## Begin Rows

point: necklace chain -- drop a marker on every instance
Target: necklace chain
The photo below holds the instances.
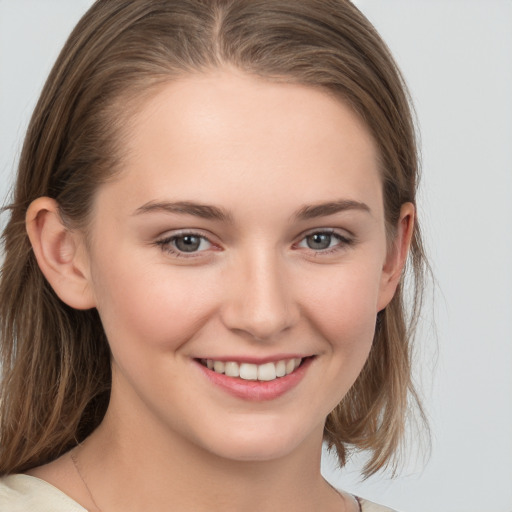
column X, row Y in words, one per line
column 77, row 467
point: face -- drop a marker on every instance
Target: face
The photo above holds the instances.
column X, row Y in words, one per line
column 238, row 263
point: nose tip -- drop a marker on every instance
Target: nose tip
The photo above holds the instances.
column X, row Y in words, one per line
column 260, row 305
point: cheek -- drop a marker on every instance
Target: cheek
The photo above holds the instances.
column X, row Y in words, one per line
column 154, row 309
column 344, row 309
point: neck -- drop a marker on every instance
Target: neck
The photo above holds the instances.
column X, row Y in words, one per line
column 139, row 465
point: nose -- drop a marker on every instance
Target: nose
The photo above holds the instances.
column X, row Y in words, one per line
column 260, row 302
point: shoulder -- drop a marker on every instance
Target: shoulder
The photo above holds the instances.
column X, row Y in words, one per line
column 368, row 506
column 24, row 493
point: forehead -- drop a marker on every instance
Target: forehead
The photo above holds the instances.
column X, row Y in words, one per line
column 229, row 134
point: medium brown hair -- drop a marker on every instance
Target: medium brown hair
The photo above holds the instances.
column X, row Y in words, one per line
column 56, row 360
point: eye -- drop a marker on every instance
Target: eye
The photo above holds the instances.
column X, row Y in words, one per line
column 185, row 243
column 324, row 241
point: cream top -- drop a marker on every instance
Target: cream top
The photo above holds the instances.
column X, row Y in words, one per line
column 24, row 493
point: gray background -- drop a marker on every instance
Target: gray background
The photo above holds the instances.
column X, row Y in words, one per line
column 457, row 58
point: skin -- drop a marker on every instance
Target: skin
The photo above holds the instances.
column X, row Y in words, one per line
column 261, row 152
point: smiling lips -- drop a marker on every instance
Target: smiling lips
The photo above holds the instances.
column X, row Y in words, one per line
column 248, row 371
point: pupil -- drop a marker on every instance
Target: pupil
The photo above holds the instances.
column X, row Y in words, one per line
column 319, row 241
column 188, row 243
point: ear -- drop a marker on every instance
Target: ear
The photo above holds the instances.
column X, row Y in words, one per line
column 60, row 253
column 397, row 256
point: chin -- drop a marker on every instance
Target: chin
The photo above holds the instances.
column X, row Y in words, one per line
column 263, row 443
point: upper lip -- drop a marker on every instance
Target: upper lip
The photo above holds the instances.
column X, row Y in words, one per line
column 256, row 360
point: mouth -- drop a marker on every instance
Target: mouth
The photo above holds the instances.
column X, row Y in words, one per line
column 265, row 372
column 254, row 382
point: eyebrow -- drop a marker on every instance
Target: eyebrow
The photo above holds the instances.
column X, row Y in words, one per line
column 330, row 208
column 204, row 211
column 210, row 212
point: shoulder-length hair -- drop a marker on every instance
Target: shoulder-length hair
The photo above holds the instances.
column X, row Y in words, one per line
column 56, row 360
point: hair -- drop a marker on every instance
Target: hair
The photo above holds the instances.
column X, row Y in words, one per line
column 56, row 360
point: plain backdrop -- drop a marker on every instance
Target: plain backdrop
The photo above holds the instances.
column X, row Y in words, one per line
column 457, row 58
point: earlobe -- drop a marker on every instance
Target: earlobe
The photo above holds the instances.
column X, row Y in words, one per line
column 397, row 255
column 59, row 253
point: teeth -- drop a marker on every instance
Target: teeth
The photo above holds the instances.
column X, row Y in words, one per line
column 232, row 369
column 248, row 371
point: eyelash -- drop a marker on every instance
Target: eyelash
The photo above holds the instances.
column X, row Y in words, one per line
column 166, row 244
column 343, row 241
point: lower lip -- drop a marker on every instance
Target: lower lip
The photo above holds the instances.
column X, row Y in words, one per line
column 256, row 390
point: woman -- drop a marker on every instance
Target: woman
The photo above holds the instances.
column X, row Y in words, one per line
column 203, row 265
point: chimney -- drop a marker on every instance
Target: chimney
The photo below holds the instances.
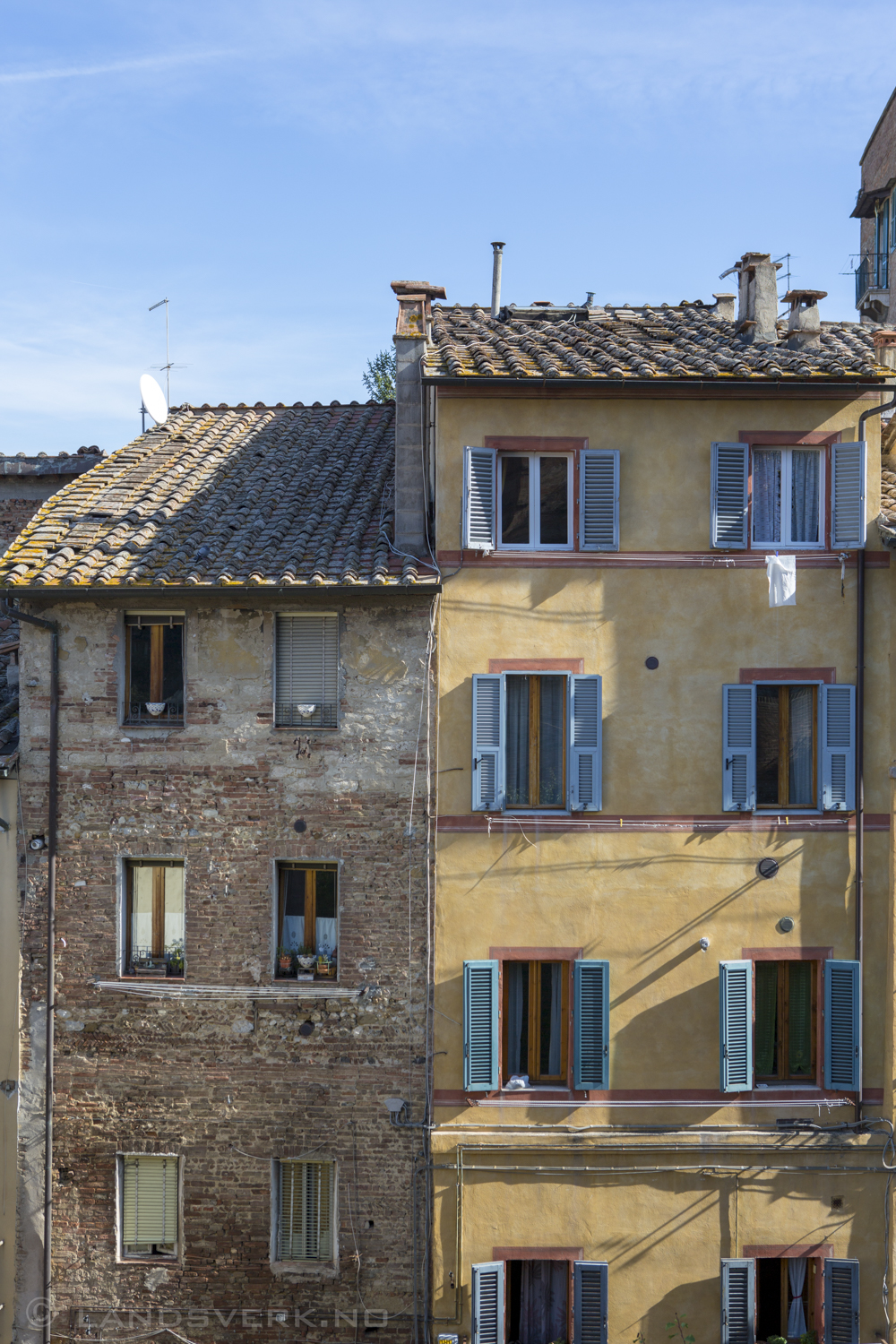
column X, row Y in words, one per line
column 804, row 323
column 411, row 333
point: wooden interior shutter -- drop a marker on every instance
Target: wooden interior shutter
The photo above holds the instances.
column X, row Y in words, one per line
column 479, row 499
column 737, row 1301
column 487, row 1303
column 728, row 496
column 841, row 1301
column 591, row 1024
column 479, row 1026
column 842, row 1026
column 590, row 1282
column 848, row 475
column 586, row 730
column 837, row 747
column 599, row 499
column 735, row 1026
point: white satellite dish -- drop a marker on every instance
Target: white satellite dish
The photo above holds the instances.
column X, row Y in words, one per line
column 153, row 398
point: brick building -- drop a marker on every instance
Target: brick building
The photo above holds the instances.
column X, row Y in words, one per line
column 242, row 883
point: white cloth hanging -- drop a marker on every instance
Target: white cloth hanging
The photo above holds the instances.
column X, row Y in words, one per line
column 782, row 580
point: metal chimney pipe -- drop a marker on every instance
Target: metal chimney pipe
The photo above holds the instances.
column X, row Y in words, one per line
column 495, row 277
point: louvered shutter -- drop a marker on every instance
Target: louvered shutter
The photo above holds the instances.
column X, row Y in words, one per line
column 737, row 747
column 479, row 497
column 586, row 728
column 487, row 742
column 590, row 1281
column 735, row 1026
column 591, row 1024
column 848, row 507
column 148, row 1202
column 306, row 671
column 479, row 1026
column 599, row 499
column 737, row 1301
column 728, row 496
column 487, row 1303
column 842, row 1026
column 841, row 1301
column 839, row 747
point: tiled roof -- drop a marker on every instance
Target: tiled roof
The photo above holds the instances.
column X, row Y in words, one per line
column 685, row 341
column 228, row 495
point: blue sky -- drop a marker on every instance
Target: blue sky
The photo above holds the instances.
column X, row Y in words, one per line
column 271, row 167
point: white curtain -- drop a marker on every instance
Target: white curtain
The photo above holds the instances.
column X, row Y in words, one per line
column 797, row 1317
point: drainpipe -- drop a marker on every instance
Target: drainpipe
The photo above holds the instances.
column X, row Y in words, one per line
column 51, row 945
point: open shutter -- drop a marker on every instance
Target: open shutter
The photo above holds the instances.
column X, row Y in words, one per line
column 479, row 497
column 728, row 496
column 479, row 1026
column 590, row 1301
column 737, row 1301
column 848, row 473
column 737, row 747
column 735, row 1024
column 586, row 728
column 841, row 1301
column 591, row 1024
column 487, row 742
column 842, row 1026
column 487, row 1303
column 839, row 747
column 599, row 499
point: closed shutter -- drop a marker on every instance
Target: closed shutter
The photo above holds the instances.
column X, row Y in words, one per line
column 487, row 742
column 839, row 747
column 728, row 496
column 599, row 499
column 306, row 1211
column 735, row 1026
column 148, row 1202
column 479, row 1026
column 487, row 1303
column 590, row 1281
column 848, row 472
column 842, row 1026
column 841, row 1301
column 479, row 497
column 586, row 728
column 737, row 747
column 306, row 671
column 591, row 1024
column 737, row 1301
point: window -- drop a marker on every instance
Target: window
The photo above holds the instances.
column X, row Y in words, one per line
column 306, row 671
column 150, row 1199
column 306, row 1196
column 155, row 917
column 306, row 919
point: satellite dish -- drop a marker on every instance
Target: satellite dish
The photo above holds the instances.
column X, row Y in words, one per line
column 153, row 398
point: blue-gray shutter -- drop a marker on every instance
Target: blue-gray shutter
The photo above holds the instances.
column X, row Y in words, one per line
column 737, row 1301
column 590, row 1301
column 591, row 1024
column 599, row 499
column 479, row 497
column 841, row 1301
column 735, row 1026
column 842, row 1026
column 848, row 505
column 479, row 1026
column 728, row 496
column 487, row 742
column 487, row 1303
column 586, row 733
column 839, row 747
column 737, row 747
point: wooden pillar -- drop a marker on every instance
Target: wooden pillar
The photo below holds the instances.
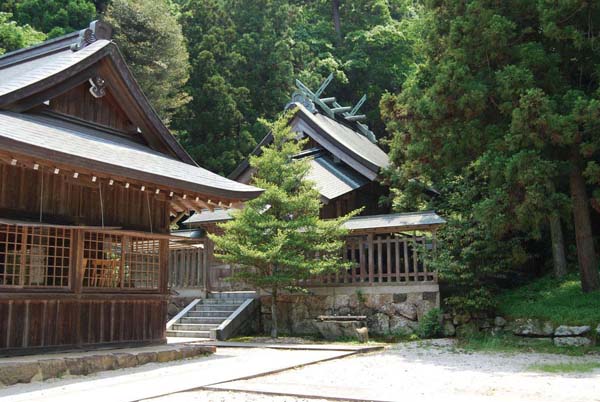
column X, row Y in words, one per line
column 163, row 256
column 371, row 247
column 205, row 263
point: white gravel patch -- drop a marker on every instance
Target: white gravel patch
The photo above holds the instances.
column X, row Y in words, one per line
column 434, row 371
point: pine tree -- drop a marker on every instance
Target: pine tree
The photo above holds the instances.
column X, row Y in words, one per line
column 508, row 90
column 278, row 239
column 151, row 40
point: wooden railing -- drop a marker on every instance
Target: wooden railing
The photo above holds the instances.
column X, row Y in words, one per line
column 383, row 259
column 188, row 267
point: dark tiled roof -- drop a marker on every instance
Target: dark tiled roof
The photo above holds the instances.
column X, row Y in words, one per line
column 333, row 179
column 353, row 148
column 53, row 139
column 207, row 216
column 17, row 76
column 412, row 220
column 349, row 140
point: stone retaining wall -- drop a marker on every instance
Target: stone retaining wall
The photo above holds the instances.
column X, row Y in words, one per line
column 13, row 372
column 393, row 310
column 529, row 329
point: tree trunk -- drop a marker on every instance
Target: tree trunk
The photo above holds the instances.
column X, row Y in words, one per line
column 336, row 20
column 586, row 255
column 274, row 313
column 558, row 246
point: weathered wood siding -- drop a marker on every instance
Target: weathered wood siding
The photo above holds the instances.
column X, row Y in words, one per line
column 70, row 201
column 43, row 321
column 78, row 102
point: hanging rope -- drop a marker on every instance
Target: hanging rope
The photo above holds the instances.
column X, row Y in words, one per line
column 149, row 211
column 41, row 194
column 101, row 204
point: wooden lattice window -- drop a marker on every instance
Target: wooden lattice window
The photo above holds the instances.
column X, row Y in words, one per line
column 143, row 262
column 34, row 256
column 118, row 261
column 102, row 260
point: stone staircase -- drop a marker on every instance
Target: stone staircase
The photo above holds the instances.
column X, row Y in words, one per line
column 207, row 315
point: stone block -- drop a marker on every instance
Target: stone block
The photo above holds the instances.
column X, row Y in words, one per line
column 332, row 330
column 534, row 341
column 565, row 330
column 146, row 357
column 52, row 368
column 164, row 356
column 423, row 307
column 408, row 310
column 18, row 373
column 572, row 341
column 430, row 297
column 448, row 328
column 399, row 297
column 532, row 327
column 125, row 360
column 402, row 326
column 460, row 319
column 414, row 297
column 363, row 334
column 467, row 330
column 378, row 324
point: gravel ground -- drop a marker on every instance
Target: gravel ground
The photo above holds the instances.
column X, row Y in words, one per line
column 228, row 396
column 430, row 371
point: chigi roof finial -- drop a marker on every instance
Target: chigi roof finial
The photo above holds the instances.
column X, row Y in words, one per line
column 330, row 106
column 97, row 30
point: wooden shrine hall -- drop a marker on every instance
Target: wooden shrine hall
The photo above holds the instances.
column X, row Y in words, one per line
column 90, row 180
column 346, row 164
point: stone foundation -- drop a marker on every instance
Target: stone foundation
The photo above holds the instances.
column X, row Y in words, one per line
column 390, row 310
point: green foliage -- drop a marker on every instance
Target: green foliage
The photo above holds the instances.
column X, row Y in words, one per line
column 246, row 55
column 570, row 367
column 559, row 301
column 278, row 239
column 502, row 102
column 151, row 40
column 14, row 36
column 508, row 343
column 430, row 326
column 55, row 17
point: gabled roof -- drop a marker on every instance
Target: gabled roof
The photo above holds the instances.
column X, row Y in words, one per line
column 29, row 77
column 333, row 179
column 352, row 148
column 402, row 221
column 44, row 137
column 36, row 70
column 426, row 220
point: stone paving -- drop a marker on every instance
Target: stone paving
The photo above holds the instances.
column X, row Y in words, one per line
column 24, row 369
column 153, row 380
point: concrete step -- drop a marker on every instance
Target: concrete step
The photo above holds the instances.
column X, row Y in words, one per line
column 232, row 295
column 202, row 320
column 189, row 334
column 219, row 302
column 193, row 327
column 218, row 307
column 211, row 313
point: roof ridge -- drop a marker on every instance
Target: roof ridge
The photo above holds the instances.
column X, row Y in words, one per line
column 75, row 40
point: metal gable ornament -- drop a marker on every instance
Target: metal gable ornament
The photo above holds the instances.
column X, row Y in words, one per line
column 330, row 107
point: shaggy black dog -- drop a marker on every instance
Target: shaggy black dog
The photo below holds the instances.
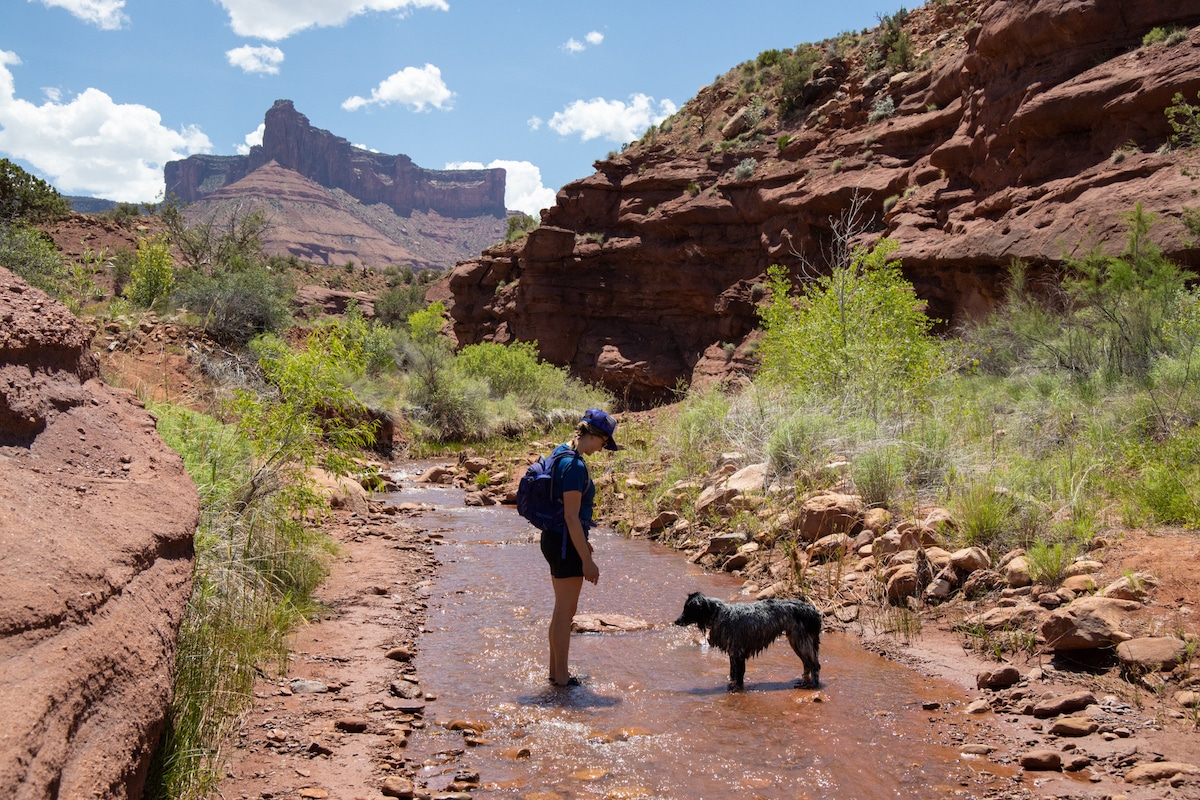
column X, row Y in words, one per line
column 744, row 630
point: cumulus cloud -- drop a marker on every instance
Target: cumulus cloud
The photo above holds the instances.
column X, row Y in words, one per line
column 106, row 14
column 90, row 144
column 522, row 185
column 275, row 19
column 612, row 119
column 409, row 86
column 575, row 46
column 264, row 59
column 252, row 139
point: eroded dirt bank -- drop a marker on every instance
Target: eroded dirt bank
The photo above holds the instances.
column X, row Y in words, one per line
column 337, row 723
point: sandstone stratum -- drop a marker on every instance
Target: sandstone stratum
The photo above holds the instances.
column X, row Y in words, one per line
column 330, row 203
column 96, row 533
column 1024, row 131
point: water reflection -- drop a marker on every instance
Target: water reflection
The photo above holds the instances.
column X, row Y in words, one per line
column 653, row 719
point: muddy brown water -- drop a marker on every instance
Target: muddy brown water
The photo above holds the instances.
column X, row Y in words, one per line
column 654, row 717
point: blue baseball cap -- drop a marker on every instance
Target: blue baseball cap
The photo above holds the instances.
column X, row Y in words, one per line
column 604, row 423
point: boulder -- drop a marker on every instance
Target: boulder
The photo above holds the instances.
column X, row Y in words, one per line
column 1087, row 623
column 95, row 563
column 1151, row 654
column 969, row 559
column 831, row 513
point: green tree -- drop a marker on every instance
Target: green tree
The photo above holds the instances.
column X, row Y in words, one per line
column 25, row 197
column 858, row 335
column 154, row 275
column 1125, row 301
column 33, row 256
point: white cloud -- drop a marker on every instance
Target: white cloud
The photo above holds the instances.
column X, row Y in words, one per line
column 611, row 119
column 275, row 19
column 91, row 145
column 575, row 46
column 409, row 86
column 522, row 185
column 252, row 139
column 264, row 59
column 106, row 14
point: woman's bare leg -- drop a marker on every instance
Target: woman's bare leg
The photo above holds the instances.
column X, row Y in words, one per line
column 567, row 600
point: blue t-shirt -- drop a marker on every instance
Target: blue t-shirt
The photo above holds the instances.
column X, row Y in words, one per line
column 571, row 475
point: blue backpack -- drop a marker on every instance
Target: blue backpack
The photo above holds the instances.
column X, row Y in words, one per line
column 537, row 499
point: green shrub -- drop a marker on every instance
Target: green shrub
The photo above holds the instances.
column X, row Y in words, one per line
column 1185, row 121
column 519, row 226
column 25, row 198
column 985, row 515
column 879, row 475
column 745, row 168
column 33, row 257
column 237, row 305
column 154, row 275
column 882, row 108
column 858, row 335
column 1049, row 561
column 797, row 71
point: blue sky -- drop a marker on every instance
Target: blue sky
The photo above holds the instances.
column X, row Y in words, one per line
column 97, row 95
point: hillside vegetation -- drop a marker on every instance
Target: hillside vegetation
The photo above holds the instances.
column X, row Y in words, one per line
column 1068, row 413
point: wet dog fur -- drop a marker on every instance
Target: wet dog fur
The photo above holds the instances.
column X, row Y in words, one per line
column 744, row 630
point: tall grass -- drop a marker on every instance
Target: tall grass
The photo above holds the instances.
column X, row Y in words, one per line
column 256, row 570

## End Rows

What to do
Put the stretch of the entries from the line containing "point: nose tip" through the line containing "column 229, row 134", both included, into a numbered list, leaving out any blank lines.

Result of the exercise
1. point: nose tip -- drop a marker on every instance
2. Target: nose tip
3. The photo above holds the instances.
4. column X, row Y in words, one per line
5. column 260, row 305
6. point: cheek -- drop a marker on every instance
7. Target: cheek
8. The photo above holds the instances.
9. column X, row Y in words, one per line
10. column 154, row 309
11. column 344, row 309
12. point: neck -- drop a marker on every instance
13. Target: neck
14. The photo above holds the instances.
15. column X, row Y in words, one per line
16. column 139, row 465
17. point: nose -- drop a marker on every instance
18. Target: nose
19. The photo above holds the instances.
20. column X, row Y in words, one per line
21. column 260, row 302
22. point: shoulder -- drop a marker on every instance
23. Target: shoulder
24. The photo above holds the instances.
25. column X, row Y in words, one per line
26. column 368, row 506
27. column 24, row 493
28. point: forehead -- drop a marker on every instance
29. Target: forehead
30. The photo above holds the instances.
31. column X, row Y in words, one per line
32. column 229, row 134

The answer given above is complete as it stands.